■ **PROBLEM TO SOLVE**:
Using the article on the State Police leadership departures, answer these:
1. Who hosted the radio segment in which Baker was interviewed?
2. Whom did Baker appoint to replace McKeon?
3. Who confirmed to the Globe that the governor's office is exempt from public records laws?
[PASSAGE]
Baker Says Top State Police Brass Left Posts Amid ‘TrooperGate’ Fallout “On Their Own”

Printed from: https://newbostonpost.com/2017/11/20/baker-says-top-state-police-brass-left-posts-amid-troopergate-fallout-on-their-own/

BOSTON — Governor Charlie Baker emphatically denied on Monday that his administration played any role in the recent departures of the State Police’s top two officials amid the filing of twin federal lawsuits alleging they played a role in scrubbing away explosive details appearing in the arrest report of a Worcester County judge’s daughter.

During Boston Public Radio’s “Ask the Governor” segment, Baker told WGBH hosts Jim Braude and Margery Eagan that outgoing State Police Superintendent Colonel Richard McKeon and his second-in-command, Lieutenant Colonel Francis Hughes, said the two “made that decision on their own.”

“Our review, we basically concluded that the colonel had made a mistake by getting involved in this and that we believed the observation reports, which is the reprimand that went in the jackets of the two troopers, needed to come out,” Baker said. “And in addition we felt there needed to be a review of the actual process and protocol that’s used by the State Police to make decisions about editing arrest reports.”

Braude then asked, “so you didn’t push them out the door, their resignations were on their own?”

“Yup,” Baker answered.

The Worcester-based Turtleboy Sports blog was the first to break the story involving the arrest of 30-year-old Alli Bibaud, daughter of Dudley District Court Judge Timothy Bibaud. State Police sources told the blog that orders came from the upper reaches of law enforcement to redact portions of the arrest report filed by troopers Ryan Sceviour and Ali Rei. The redacted info apparently included Alli Bibaud allegedly offering Sceviour sexual favors in return for leniency, informing police of her father’s judgeship, and making the unprompted admission that she obtained the heroin found in her possession in exchange for performing various sex acts.

Days later, Fox 25 followed up on the Turtleboy Sports report, but focused its report on the reprimands handed down to troopers over the decision to include Bibaud’s admissions in her arrest report. Sceviour and Rei subsequently sued the Massachusetts State Police, as well as McKeon, Major Barbara Anderson, and a host of unknown John/Jane Does involved in law enforcement. 

Baker previously said he believes McKeon’s apparent claim that he ordered the arrest report redaction without any prompting from either Judge Bibaud or Worcester County District Attorney Joseph Early’s office, where Bibaud spent two decades working as a prosecutor. 

“Look, the colonel made very clear that he initiated this,” Baker told reporters last week. “We also made it clear that we thought it was a mistake.”

Yet on Monday, Baker offered a different answer when asked about potential involvement from Early’s office. 

“We’ve said this before — there were communications between the DA’s [Early’s] office and the State Police, we know that, and I fully expect that our investigation will certainly get to the bottom of that,” Baker said.

Baker’s latest claim, that McKeon and Hughes opted for early retirement and were in no way directed to resign from their posts, conflicts with a Turtleboy Sports report citing sources who told the blog that Baker asked for their resignations and was so angry after learning about the matter that he “smashed a glass on the floor.”

Baker’s appointment to replace McKeon, Lieutenant Kerry Gilpen, has ordered an internal affairs investigation into the matter. 

Challenging Baker’s assertion that McKeon and Hughes acted by themselves to retire from the State Police will be difficult journalistically, however, as the governor’s office has declared itself exempt from public records laws. Moreover, the Boston Globe reported last week that a panel of lawmakers assigned nearly a year ago to examine whether executive offices such as Baker’s, in addition to the state Legislature, are exempt from public records laws has yet to hold a single meeting, despite the fact that the group is due to deliver a final report by the end of the calendar year.

On Friday Attorney General Maura Healey confirmed to the Globe that the governor’s office is exempt from public records laws after Baker’s administration refused to share with the newspaper records of constituents’ calls. 

Baker also told Braude and Eagan that he did not direct Gilpen to launch the internal investigation, saying that it was her decision.
[/PASSAGE]
[INFORMATION PROVIDED]
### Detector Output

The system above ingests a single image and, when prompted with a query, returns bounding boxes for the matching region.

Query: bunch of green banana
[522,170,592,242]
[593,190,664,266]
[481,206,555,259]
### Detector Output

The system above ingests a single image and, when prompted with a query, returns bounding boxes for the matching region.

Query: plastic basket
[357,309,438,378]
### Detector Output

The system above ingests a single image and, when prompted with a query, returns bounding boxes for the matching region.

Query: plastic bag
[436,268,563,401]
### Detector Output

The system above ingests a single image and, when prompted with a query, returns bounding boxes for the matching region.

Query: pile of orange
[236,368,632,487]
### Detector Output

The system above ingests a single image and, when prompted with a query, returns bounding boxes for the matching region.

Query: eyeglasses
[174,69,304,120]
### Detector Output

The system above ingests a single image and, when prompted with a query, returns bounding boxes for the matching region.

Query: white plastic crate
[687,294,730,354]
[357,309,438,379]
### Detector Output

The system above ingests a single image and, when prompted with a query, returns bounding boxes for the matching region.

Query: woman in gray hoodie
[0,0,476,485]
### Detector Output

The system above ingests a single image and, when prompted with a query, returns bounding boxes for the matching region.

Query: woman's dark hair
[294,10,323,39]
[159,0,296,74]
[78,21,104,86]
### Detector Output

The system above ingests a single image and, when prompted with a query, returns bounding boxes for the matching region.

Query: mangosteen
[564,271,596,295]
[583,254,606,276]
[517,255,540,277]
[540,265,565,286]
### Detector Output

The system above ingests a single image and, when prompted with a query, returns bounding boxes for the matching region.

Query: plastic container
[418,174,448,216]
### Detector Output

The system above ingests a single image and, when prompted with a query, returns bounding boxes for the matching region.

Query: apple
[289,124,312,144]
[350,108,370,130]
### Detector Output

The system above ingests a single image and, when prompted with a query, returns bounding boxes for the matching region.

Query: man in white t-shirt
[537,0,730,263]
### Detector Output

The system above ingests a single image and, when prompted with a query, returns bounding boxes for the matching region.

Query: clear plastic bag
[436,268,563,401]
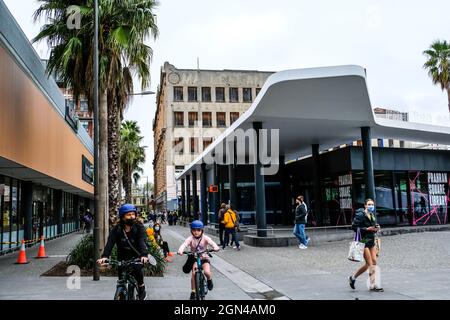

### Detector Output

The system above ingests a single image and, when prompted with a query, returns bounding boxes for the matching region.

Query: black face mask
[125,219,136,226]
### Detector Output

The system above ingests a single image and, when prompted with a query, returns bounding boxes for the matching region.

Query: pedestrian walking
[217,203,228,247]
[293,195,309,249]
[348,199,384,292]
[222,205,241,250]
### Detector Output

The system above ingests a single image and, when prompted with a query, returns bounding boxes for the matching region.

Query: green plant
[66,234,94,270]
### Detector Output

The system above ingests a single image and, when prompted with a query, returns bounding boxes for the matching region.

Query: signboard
[/INFORMATION PROVIDED]
■ **RESULT FOR THIS TASK**:
1. Jim Braude and Margery Eagan
2. Lieutenant Kerry Gilpen
3. Attorney General Maura Healey